*** Supplied information

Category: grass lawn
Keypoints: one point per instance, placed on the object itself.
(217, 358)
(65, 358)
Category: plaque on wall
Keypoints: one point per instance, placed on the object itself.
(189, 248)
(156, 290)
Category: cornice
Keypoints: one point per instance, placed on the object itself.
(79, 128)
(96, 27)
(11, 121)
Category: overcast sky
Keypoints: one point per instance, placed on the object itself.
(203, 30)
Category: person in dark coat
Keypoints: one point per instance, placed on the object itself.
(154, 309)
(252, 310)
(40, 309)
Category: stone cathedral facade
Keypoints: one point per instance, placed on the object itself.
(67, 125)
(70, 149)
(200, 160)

******

▶ Your goal: Give the entries again exactly, every one.

▶ Finished exercise:
Category: grass lawn
Keypoints: one point per instance, placed on the object itself.
(217, 358)
(65, 358)
Category: plaque on wall
Keypoints: one point per instance, placed on the object itself.
(189, 248)
(156, 290)
Category: cornice
Keypoints: one point per instance, placed on the object itself.
(79, 128)
(96, 27)
(11, 121)
Category: overcast sky
Keypoints: one point per instance, placed on the object itself.
(203, 30)
Category: person in dark coat
Keypoints: one point per instance, placed on the object itself.
(154, 309)
(252, 310)
(40, 309)
Category: stone cathedral facade
Keypoints: one point per instance, placed on the object itself.
(67, 125)
(70, 149)
(200, 160)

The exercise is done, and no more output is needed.